_Do this:_ Reproduce verbatim the data between the line holding "Report the position of every instance of the parked" and the line holding "pixel 204 259", inclusive.

_Dataset extract:_

○ ○ ○ ○ ○

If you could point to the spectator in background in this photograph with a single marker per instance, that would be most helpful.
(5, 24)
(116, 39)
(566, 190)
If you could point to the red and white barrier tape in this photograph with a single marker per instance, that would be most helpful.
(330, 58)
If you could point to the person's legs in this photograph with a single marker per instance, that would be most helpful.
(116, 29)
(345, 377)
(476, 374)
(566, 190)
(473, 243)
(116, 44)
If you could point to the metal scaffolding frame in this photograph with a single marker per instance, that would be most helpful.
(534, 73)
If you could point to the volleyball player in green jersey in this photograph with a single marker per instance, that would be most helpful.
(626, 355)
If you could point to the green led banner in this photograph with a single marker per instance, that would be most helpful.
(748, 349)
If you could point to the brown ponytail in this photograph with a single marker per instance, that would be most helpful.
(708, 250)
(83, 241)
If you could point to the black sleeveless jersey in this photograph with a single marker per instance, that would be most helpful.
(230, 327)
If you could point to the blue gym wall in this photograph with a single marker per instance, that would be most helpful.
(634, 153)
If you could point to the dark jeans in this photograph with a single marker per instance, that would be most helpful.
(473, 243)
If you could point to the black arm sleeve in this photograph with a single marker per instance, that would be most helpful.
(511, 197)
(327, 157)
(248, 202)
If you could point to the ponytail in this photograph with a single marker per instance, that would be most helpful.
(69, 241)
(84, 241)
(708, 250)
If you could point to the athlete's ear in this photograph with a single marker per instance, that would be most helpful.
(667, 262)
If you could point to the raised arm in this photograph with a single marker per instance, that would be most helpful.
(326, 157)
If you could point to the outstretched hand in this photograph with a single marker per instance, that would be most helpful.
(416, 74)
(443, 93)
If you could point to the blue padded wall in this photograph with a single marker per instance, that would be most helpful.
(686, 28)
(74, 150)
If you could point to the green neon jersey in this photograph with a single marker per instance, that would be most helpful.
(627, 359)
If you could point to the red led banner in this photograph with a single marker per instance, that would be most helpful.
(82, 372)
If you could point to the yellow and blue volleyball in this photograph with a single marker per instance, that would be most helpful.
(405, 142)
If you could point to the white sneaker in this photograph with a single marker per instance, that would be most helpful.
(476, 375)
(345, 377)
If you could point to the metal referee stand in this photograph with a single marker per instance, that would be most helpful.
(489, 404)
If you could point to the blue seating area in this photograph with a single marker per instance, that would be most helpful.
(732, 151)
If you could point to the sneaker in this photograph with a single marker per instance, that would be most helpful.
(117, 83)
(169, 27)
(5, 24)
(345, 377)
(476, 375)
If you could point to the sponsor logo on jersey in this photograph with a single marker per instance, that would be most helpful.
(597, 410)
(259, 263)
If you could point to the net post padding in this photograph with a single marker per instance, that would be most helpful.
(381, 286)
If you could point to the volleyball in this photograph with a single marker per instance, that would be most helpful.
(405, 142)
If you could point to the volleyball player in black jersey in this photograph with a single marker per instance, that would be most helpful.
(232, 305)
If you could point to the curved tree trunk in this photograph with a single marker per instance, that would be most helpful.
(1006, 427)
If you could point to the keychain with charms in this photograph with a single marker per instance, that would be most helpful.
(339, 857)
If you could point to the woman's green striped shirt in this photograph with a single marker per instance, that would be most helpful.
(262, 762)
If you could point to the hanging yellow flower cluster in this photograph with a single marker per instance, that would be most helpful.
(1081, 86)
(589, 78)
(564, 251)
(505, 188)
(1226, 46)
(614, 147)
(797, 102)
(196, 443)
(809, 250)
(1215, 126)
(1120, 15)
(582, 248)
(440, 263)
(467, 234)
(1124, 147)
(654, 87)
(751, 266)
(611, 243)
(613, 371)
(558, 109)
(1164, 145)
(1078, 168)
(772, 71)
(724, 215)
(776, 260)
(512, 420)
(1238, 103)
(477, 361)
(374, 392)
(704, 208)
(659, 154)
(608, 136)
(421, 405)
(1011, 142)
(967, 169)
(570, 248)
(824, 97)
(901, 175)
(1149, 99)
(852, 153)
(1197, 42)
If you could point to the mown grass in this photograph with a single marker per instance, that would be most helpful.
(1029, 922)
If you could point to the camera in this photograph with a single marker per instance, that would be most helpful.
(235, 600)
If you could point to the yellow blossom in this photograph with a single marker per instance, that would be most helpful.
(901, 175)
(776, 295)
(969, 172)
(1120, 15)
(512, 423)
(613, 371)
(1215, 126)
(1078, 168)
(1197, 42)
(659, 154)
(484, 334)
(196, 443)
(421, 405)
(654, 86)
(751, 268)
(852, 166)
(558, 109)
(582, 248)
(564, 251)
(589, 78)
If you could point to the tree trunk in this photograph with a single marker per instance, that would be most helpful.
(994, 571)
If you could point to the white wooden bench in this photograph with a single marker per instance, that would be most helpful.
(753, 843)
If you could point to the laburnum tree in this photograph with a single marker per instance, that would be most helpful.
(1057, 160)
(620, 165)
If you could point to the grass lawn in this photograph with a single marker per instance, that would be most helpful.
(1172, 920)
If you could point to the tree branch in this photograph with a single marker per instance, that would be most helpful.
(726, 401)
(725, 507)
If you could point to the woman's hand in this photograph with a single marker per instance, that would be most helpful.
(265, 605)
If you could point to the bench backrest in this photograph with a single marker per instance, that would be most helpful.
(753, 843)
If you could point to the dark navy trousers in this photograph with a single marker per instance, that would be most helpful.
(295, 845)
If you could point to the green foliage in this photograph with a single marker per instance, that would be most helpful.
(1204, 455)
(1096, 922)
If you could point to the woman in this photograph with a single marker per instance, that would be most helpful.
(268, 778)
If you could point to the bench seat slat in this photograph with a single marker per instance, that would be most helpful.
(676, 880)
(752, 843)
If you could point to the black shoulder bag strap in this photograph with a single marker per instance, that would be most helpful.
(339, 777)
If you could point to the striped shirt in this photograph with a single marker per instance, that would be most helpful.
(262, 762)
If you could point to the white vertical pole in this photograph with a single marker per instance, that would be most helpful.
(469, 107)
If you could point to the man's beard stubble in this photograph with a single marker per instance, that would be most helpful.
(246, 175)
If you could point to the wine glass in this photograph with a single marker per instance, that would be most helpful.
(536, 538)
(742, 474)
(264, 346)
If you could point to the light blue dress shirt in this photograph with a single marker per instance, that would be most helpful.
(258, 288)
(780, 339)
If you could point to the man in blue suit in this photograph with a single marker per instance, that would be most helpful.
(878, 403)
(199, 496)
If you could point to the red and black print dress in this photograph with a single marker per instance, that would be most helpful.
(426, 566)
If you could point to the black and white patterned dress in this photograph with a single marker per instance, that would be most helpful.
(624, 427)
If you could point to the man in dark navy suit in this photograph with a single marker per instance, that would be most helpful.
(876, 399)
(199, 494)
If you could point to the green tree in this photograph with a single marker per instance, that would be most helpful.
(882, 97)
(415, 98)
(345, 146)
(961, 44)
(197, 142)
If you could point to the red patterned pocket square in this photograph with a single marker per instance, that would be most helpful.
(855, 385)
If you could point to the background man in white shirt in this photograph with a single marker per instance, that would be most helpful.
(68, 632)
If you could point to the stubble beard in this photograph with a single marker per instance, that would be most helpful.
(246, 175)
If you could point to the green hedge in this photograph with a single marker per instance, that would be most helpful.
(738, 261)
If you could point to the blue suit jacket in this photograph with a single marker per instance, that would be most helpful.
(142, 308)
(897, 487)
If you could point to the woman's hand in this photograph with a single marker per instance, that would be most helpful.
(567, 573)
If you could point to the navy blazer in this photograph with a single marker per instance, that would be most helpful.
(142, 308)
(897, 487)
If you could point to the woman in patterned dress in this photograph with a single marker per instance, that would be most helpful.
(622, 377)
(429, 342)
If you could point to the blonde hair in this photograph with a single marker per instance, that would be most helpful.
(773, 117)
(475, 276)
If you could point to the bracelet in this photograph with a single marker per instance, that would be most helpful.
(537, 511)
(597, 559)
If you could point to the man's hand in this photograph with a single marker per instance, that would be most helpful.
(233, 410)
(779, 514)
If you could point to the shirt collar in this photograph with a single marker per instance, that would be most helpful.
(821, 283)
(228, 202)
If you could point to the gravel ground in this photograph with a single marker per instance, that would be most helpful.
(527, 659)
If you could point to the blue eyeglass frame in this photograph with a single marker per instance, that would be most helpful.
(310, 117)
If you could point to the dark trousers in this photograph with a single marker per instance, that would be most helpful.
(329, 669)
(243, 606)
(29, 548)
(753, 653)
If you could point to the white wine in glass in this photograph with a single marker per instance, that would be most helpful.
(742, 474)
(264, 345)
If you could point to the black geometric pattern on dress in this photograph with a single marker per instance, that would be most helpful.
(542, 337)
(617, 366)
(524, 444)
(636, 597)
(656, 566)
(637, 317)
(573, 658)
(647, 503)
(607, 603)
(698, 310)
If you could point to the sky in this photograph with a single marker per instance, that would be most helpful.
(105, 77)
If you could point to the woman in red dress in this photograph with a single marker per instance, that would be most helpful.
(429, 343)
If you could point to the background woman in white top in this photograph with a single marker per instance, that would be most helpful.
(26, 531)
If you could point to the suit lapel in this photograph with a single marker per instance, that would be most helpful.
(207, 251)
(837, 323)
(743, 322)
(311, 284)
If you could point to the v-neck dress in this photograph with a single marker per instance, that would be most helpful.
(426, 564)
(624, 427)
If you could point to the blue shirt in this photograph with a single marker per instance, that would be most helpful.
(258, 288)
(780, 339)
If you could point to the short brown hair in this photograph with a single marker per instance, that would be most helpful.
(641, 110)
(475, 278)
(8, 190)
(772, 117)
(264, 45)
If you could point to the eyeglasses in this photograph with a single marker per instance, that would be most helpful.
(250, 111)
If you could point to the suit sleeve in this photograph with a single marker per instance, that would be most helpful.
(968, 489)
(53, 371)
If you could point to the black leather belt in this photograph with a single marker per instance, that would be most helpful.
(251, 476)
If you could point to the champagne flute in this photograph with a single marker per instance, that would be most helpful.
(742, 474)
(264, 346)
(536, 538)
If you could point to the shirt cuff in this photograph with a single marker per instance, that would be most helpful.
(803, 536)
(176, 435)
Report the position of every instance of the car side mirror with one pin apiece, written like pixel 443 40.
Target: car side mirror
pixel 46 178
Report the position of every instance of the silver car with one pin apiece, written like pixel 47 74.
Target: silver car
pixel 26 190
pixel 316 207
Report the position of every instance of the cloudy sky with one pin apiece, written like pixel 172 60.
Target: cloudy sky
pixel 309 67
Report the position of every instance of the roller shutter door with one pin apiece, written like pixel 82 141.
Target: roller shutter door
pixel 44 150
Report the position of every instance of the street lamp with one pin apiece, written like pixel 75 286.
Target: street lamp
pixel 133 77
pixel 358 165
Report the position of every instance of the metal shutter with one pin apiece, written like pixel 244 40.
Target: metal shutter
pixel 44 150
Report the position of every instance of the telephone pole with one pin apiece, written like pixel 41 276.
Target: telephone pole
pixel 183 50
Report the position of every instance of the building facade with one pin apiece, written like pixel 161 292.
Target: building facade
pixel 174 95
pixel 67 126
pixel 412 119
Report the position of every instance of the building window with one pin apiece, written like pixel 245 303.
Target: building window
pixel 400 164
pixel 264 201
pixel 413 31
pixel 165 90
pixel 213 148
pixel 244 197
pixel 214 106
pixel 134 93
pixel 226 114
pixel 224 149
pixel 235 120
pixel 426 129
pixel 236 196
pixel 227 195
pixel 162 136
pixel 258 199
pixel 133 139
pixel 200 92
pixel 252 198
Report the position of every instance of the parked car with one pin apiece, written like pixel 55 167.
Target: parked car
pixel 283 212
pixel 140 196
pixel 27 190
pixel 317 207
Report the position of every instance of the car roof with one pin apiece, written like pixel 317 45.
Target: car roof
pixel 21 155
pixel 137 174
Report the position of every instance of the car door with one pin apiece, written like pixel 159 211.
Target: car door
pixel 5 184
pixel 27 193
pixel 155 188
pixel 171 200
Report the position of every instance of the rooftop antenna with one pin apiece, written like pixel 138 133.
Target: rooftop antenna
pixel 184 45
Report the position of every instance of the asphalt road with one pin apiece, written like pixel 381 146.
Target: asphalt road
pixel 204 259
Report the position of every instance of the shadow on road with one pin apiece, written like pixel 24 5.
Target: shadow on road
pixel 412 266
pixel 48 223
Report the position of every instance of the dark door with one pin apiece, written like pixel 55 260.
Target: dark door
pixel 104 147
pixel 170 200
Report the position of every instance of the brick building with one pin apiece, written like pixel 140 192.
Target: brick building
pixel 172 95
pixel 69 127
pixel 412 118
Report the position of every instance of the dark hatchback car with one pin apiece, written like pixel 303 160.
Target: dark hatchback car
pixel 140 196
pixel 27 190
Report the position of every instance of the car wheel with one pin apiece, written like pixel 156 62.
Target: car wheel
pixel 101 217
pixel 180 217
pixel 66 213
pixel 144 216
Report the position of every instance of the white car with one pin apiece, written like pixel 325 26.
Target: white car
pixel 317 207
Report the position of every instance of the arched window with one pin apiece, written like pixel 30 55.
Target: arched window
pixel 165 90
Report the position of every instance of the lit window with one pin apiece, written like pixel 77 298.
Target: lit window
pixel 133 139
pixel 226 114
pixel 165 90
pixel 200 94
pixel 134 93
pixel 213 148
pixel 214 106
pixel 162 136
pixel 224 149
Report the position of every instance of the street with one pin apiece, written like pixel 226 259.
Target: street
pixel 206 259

○ ○ ○ ○ ○

_Final result:_
Report the position of every instance of the parked car with one pin apiece, written like pixel 55 167.
Target: parked car
pixel 283 212
pixel 140 196
pixel 27 190
pixel 317 207
Report the position of every instance of the car roof with one pin apiece, written like pixel 317 45.
Target: car roof
pixel 21 155
pixel 137 174
Report the position of every instance of the car door with one pin apiece, written like pixel 159 211.
Target: car door
pixel 5 184
pixel 27 193
pixel 155 188
pixel 171 200
Report the position of every instance of the rooftop antenna with one pin apiece, written like pixel 138 133.
Target: rooftop antenna
pixel 184 45
Report the position of every instance of the asphalt road with one pin apiece, written like pixel 381 146.
Target: asphalt road
pixel 204 259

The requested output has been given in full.